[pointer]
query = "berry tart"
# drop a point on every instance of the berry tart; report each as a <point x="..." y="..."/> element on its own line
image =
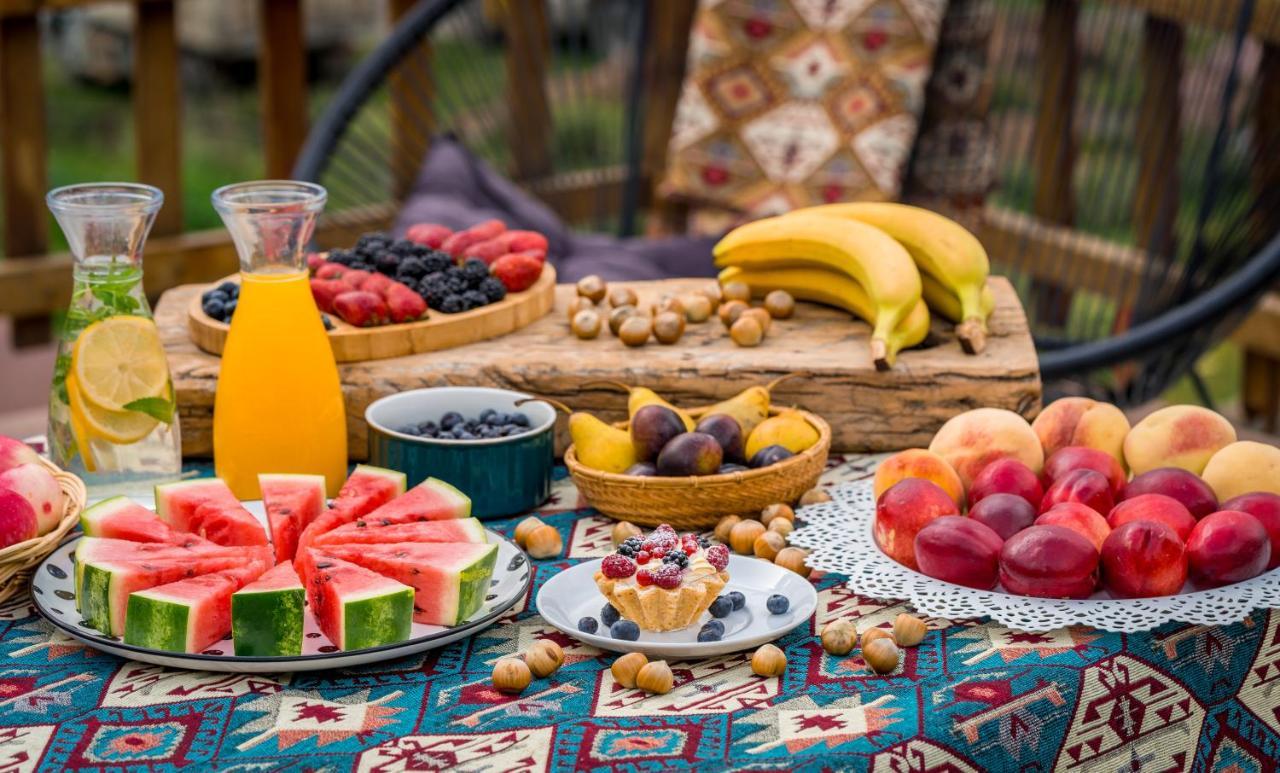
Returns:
<point x="663" y="581"/>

- - -

Your objective = State the number of lines in the material above that hold the word "berry", adding nothing else.

Written answer = 2